Stored rows:
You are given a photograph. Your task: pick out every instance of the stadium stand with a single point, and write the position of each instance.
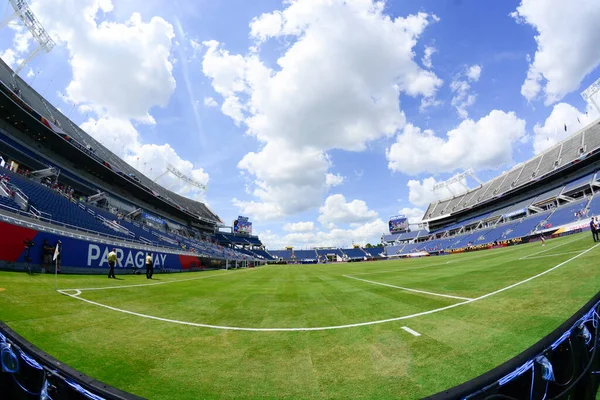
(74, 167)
...
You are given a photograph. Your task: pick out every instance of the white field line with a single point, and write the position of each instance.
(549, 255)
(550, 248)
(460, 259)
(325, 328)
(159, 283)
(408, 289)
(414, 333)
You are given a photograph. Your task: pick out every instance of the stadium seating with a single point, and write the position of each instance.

What to work on: Please print everything in the listing from the line that contains "of the white" down to the line that contains "the stadium seating", with both of those lines included, reproducing each line without any change.

Solution to this task:
You are given a photograph. Your task: pick out every instance of the white field line with a single point, and write the position of each instance.
(549, 255)
(550, 248)
(460, 259)
(325, 328)
(159, 283)
(408, 289)
(414, 333)
You are given a photograph. Your task: pick out every instance of the stadium seating with a single point, and write the position of each instance.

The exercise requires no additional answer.